=== EXERCISE AIM ===
Convert everything from the line containing "Where can you see the red wide-brimmed" down to the last line of the entries below into a JSON list of strings, one string per line, leaving out blank lines.

=== RECORDS FOR THIS EXERCISE ===
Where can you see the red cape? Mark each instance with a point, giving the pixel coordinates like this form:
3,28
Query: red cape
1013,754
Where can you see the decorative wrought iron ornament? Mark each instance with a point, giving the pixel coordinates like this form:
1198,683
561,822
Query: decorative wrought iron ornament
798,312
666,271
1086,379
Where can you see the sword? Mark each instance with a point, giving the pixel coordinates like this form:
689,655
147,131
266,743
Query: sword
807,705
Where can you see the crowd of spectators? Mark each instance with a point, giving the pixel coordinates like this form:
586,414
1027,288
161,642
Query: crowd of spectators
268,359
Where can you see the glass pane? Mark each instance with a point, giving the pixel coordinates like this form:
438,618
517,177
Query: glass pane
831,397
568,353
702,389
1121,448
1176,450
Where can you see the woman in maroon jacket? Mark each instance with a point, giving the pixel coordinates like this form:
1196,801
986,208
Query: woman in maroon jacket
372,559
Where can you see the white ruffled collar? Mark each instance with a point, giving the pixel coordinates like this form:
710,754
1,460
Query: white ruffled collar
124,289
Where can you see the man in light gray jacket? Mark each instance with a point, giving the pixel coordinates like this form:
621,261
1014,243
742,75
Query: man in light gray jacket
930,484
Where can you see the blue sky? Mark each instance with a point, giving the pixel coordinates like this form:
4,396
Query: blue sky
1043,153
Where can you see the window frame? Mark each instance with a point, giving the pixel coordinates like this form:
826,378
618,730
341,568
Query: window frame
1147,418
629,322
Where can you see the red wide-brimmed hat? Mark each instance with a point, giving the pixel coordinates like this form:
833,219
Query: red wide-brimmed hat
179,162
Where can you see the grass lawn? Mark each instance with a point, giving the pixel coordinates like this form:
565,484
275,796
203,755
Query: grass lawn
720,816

=== EXERCISE RESULT ===
[
  "Where can you see the red wide-brimmed hat? Mark each instance with a point, giving the pixel coordinates like this form:",
  "833,219",
  "Query: red wide-brimmed hat",
  "179,162",
  "Where can you see the grass lawn? Mark each instance with a point, giving the pixel coordinates like this form:",
  "565,484",
  "275,796",
  "203,755",
  "Query: grass lawn",
  "720,816"
]